WHAT TO PRODUCE — In the letter on the fear of making no progress, what should the business of our sanctification and perfection be?

LETTER X.--Fear of Making No Progress.
To Sister Marie-Thérèse de Vioménil. On the fear of making
no progress, and of not doing enough penance.
Do not be astonished, my dear Sister, at making apparently
so little progress. One does not ever advance in spiritual as one does in visible works. The business of our sanctification and
perfection ought to be the work of our whole life-time. I notice
that your natural vivacity and eagerness intrude into everything,
and from this proceed anxieties, discouragement, and troubles
which lead you astray in causing you distress. Here is the
remedy! As long as you feel a sincere good-will to belong to
God, a practical appreciation for everything that leads you to
God, and a certain amount of courage to rise after your little
falls, you are doing well in the sight of God. Have patience with
yourself then; learn to bear with your own weaknesses and
miseries gently, as you have to put up with those of your neighbour. Be satisfied to humble yourself quietly before God, and
do not expect to make any progress except through Him. This
hope will not be disappointed, but God will realise probably by
a hidden operation which will take place in the centre of your
soul, and this will cause it to make considerable progress without
your knowledge.
You are uneasy about your penance. Oh! my dear daughter,
how could you perform a better penance, and one in which there
is less of your own will than to bear patiently the crosses that
come from God? Besides, all our crosses come certainly from
Him when they are the necessary, natural, and inevitable consequences of the state in which divine Providence permits us
to be settled. These are the heaviest crosses, but also the most
sanctifying because they all come from God. Crosses from our
heavenly Father, crosses from divine Providence, how much
easier to bear they are than those we fashion for ourselves, and
embrace voluntarily. Then love yours, my dear Sister, since
they have been prepared for you by God alone for each day.

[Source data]
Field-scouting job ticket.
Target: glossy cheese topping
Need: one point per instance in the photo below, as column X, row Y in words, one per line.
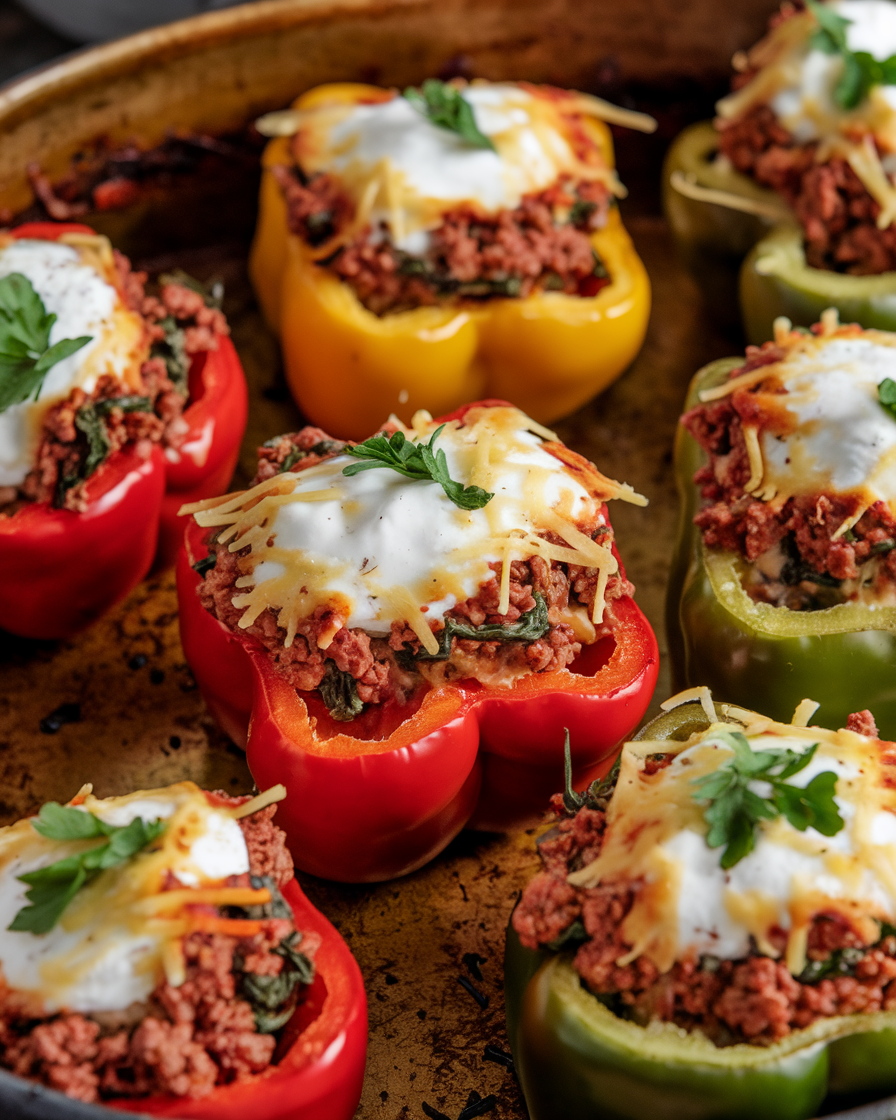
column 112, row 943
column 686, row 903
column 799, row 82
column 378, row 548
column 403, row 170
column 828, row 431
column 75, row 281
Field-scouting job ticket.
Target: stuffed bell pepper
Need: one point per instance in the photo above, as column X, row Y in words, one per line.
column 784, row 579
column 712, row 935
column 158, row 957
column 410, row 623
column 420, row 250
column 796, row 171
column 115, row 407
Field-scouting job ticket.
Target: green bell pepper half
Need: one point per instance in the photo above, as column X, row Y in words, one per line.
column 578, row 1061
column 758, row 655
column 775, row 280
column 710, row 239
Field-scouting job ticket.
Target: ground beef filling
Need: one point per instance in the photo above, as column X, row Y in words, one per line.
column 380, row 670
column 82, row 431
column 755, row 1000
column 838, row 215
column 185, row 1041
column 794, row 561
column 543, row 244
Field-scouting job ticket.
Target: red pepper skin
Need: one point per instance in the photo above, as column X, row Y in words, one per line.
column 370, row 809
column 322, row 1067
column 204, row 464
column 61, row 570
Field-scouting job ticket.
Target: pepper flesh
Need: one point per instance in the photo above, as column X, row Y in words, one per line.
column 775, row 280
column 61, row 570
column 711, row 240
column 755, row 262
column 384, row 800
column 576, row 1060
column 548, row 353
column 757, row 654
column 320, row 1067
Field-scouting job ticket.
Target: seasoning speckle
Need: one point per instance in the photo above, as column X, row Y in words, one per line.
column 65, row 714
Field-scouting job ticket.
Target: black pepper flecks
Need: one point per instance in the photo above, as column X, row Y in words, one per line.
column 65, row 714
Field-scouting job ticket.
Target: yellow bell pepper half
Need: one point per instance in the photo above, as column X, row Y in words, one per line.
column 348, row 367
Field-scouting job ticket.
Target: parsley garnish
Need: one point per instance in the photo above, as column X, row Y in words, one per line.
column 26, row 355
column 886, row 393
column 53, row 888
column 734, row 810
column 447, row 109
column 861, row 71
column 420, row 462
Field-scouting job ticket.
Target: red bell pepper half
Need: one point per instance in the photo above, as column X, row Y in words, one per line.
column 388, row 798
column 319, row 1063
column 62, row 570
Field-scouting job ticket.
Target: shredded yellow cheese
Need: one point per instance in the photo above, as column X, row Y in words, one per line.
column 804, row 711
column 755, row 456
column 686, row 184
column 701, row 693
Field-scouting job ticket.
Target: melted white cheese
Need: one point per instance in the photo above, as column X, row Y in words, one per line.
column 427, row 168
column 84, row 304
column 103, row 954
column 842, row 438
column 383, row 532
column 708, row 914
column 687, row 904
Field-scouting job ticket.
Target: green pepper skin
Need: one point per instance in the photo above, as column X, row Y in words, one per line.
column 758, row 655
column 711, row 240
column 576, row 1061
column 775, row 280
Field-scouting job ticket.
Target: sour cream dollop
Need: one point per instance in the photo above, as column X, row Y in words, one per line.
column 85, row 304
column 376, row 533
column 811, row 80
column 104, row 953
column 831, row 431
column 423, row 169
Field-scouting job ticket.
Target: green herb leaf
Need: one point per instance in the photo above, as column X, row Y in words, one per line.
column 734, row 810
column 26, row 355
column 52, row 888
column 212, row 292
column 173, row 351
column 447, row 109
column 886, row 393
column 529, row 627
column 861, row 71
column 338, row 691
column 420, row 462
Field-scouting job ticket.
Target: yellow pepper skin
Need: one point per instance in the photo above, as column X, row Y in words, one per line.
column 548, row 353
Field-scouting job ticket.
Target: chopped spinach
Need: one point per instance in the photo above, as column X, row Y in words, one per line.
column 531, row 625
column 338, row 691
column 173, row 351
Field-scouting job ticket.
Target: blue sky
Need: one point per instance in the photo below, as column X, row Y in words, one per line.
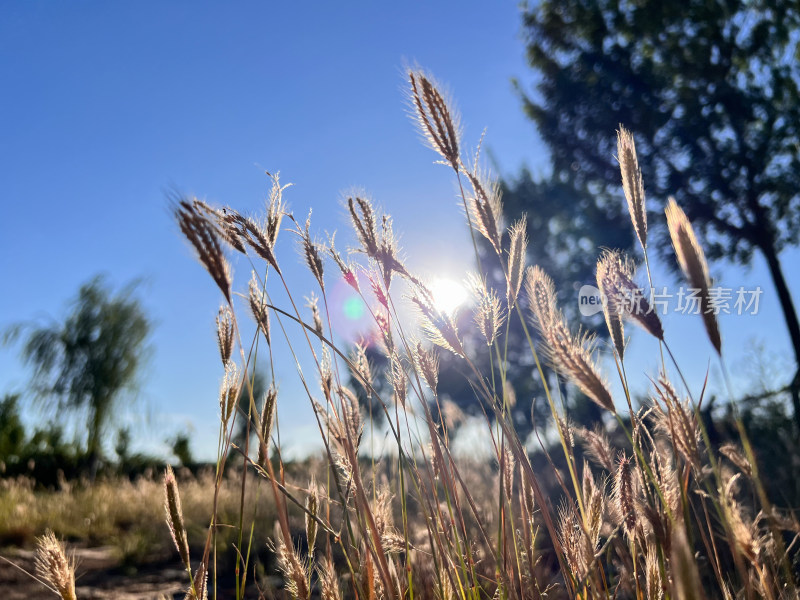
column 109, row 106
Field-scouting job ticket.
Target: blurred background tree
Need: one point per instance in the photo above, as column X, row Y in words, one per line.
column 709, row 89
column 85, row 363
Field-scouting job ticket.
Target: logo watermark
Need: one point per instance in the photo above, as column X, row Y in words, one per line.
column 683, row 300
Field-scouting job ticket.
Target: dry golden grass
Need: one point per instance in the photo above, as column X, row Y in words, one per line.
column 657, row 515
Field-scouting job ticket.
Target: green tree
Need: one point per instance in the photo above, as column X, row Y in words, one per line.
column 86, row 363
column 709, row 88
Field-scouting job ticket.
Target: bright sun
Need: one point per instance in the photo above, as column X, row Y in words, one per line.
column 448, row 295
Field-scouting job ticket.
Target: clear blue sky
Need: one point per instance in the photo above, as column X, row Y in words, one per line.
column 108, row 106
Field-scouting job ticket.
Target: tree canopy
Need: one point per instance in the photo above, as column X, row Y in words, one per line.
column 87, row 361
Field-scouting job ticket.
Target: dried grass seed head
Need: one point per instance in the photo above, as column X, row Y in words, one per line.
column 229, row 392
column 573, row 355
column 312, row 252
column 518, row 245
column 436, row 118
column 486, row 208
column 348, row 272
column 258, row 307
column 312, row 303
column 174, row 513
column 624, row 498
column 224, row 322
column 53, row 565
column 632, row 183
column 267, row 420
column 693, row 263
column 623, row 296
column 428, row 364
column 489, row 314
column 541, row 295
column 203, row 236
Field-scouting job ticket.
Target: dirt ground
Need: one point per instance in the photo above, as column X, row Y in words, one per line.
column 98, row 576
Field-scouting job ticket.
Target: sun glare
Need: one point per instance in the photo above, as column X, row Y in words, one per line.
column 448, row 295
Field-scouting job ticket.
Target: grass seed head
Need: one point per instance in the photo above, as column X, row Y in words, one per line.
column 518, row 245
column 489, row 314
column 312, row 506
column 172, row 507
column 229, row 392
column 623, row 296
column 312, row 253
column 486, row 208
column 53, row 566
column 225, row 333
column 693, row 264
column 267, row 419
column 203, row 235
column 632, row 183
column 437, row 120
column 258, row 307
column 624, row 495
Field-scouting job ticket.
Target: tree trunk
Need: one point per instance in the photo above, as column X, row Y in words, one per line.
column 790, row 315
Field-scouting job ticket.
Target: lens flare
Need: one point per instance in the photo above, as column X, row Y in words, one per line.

ANSWER AREA — The work of our whole life-time.